**Task list**
1. Duplicate the section of the Pythagorean Theorem solutions page that opens with the words containing "Geometry Forum - Problem" and closes with "explicit next time.".
2. List every person named in the Pythagorean Theorem solutions page.
3. Resume the Pythagorean Theorem solutions page from the point where it stops.

**Selected passage**

╭──

Geometry Forum - Problem of the Week
Solutions - Pythagorean Theorem - March 25-29, 1996
Annie says:Maybe I am being too hard with my grading this week, but by my count, only two folks got this one right! I received 48 incorrect solutions, some of which got only the extra part right; this may partly be a case of my having an answer in mind and not really asking the right questions, so I'll try to do be more explicit next time.
A number of people said no, you don't have to use squares, and suggested that other shapes such as regular polygons would work. A couple of people showed that you could use hexagons, and proved it, but their answers weren't general enough - the key here is that you can use any shape you want, as long as the shapes on the three sides are similar ! Thomas and Brian both got that idea in; Thomas actually said similar shapes, and Brian said shapes with proportional lengths. So you could really say the proof says that, given similar shapes on all the edges, the area of the shape on one leg plus the area of the shape on the other leg equals the area of the shape on the hypotenuse. You can check this out in Sketchpad or something - it is pretty cool!
A lot of people said that squares are used because they are easiest, and that's certainly true - the area of a square looks just like the terms we are used to seeing in the Pythagorean Theorem, so this makes it really convenient.

╰──

Pointing dataset records:
╭──

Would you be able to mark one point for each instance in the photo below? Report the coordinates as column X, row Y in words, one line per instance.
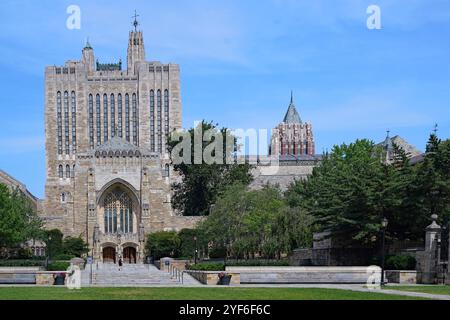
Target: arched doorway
column 109, row 254
column 129, row 255
column 118, row 212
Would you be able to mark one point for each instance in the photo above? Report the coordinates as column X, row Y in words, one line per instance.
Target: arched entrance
column 129, row 255
column 109, row 254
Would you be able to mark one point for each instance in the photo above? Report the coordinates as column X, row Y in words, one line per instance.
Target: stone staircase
column 134, row 275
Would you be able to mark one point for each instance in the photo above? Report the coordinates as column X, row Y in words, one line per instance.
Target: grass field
column 62, row 293
column 440, row 289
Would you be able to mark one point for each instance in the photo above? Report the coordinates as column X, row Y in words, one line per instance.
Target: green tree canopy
column 18, row 221
column 163, row 244
column 203, row 182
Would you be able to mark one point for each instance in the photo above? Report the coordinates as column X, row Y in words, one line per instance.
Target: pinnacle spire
column 135, row 22
column 88, row 45
column 292, row 115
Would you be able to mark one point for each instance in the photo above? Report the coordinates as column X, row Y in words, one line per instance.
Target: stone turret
column 292, row 137
column 136, row 51
column 88, row 58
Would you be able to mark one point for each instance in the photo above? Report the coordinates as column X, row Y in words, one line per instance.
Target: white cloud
column 9, row 146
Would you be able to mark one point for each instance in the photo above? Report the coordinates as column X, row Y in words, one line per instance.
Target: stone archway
column 129, row 254
column 119, row 210
column 109, row 254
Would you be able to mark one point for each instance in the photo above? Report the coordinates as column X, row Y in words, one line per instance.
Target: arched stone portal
column 118, row 223
column 129, row 254
column 109, row 254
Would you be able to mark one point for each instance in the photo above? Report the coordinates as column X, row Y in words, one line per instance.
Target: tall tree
column 202, row 181
column 18, row 221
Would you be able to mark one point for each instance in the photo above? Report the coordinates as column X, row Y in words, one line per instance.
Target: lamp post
column 384, row 224
column 195, row 252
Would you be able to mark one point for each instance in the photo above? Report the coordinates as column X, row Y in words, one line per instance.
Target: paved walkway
column 132, row 275
column 351, row 287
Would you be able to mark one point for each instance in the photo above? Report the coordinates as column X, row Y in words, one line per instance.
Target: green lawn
column 62, row 293
column 438, row 289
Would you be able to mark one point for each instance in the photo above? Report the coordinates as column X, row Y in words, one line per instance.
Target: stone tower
column 108, row 168
column 292, row 136
column 136, row 51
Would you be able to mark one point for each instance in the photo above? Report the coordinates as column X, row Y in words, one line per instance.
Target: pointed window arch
column 119, row 113
column 113, row 116
column 127, row 117
column 74, row 120
column 135, row 119
column 118, row 212
column 66, row 122
column 60, row 171
column 99, row 123
column 105, row 117
column 166, row 115
column 91, row 121
column 59, row 120
column 159, row 115
column 152, row 120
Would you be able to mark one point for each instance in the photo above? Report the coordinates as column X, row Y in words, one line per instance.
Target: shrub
column 217, row 252
column 63, row 256
column 74, row 246
column 400, row 262
column 21, row 263
column 58, row 266
column 258, row 263
column 207, row 266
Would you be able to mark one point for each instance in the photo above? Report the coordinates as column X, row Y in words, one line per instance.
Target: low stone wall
column 287, row 275
column 401, row 276
column 27, row 275
column 211, row 278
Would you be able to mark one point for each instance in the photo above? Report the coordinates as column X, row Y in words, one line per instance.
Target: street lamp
column 384, row 224
column 195, row 252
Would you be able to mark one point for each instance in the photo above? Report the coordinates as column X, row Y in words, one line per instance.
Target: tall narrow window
column 118, row 204
column 91, row 121
column 166, row 115
column 60, row 172
column 74, row 121
column 99, row 123
column 119, row 115
column 135, row 119
column 127, row 117
column 59, row 120
column 105, row 117
column 167, row 170
column 113, row 116
column 66, row 122
column 159, row 115
column 152, row 120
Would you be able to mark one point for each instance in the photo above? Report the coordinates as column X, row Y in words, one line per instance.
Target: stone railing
column 114, row 237
column 355, row 275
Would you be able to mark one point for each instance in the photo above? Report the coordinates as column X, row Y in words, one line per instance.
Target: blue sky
column 239, row 60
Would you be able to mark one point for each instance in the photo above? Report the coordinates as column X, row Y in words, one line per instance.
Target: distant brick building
column 292, row 136
column 108, row 166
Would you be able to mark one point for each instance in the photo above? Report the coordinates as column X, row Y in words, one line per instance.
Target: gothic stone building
column 292, row 137
column 108, row 171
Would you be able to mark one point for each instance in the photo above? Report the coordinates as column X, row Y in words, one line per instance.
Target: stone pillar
column 447, row 281
column 428, row 260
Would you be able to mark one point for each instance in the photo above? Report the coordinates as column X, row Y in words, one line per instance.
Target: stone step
column 132, row 274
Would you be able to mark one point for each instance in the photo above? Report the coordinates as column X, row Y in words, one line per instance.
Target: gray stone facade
column 105, row 148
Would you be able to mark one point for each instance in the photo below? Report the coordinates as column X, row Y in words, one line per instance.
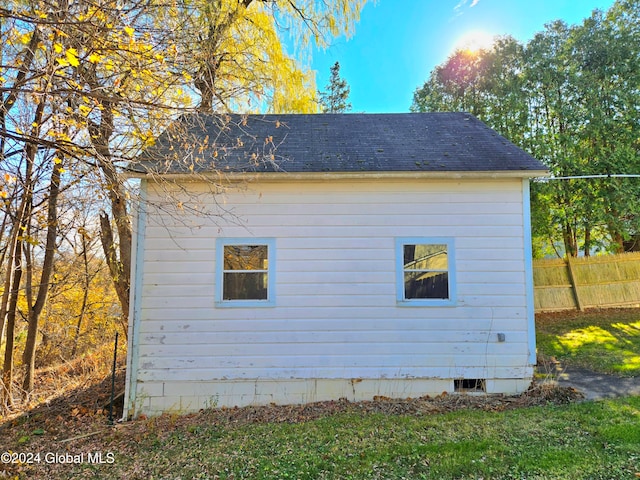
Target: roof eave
column 232, row 177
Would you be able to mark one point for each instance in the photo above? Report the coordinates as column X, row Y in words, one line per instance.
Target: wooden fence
column 587, row 282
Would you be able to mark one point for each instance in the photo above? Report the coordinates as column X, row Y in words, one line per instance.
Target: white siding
column 335, row 314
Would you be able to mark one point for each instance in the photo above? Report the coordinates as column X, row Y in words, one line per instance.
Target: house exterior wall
column 335, row 328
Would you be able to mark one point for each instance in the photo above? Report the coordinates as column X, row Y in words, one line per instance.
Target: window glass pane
column 245, row 257
column 425, row 257
column 426, row 285
column 245, row 286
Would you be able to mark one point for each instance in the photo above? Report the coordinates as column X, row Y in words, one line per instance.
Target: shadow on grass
column 605, row 341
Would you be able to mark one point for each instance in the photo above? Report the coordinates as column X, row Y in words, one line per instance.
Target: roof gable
column 301, row 143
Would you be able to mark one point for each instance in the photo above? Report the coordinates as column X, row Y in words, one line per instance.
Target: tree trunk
column 85, row 296
column 7, row 373
column 29, row 356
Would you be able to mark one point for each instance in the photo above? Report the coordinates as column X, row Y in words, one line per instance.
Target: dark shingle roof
column 431, row 142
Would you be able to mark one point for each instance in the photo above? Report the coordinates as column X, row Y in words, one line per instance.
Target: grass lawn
column 594, row 440
column 606, row 341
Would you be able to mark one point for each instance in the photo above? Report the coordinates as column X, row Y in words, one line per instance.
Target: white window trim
column 451, row 260
column 271, row 277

╰──

**Response list**
1.
Geometry Forum - Problem of the Week
Solutions - Pythagorean Theorem - March 25-29, 1996
Annie says:Maybe I am being too hard with my grading this week, but by my count, only two folks got this one right! I received 48 incorrect solutions, some of which got only the extra part right; this may partly be a case of my having an answer in mind and not really asking the right questions, so I'll try to do be more explicit next time.

2. Annie, Thomas, Brian

3.
If you come across a problem like this, and you determine that other shapes will work, try to figure out what those other shapes might look like, or what limitations there might be. While you might find a couple that work, see if you can find any that don't, and hence narrow things down a bit.
From: Thomas S. Kuo
Email: ssusd2@owens.ridgecrest.ca.us
School: Murray Junior High School, Ridgecrest, California
Grade: 7th
(1) We don't have to use squares to prove the Pythagorean Theorem.
(2) Hexagons or other shapes could be used too.
For a regular hexagon with side a:
*
* * * * * * *
* * * * * *
* * * * * *
* * * * * *
* * * * * * * * * a * * c
* * * * * *
* * * * * *
* * * * * *
* * * * * * * * * * *
a b
The hexagon is formed by six congruent equilateral triangles. Each
triangle has side a and height (sqrt(3)/2) * a. Then the area of a
triangle is (1/2)*(a)*(sqrt(3)*a/2) = (a^2) * sqrt(3)/4. The area of the
hexagon is 6 * (a^2) * sqrt(3)/4 = (a^2) * 3 * sqrt(3) / 2.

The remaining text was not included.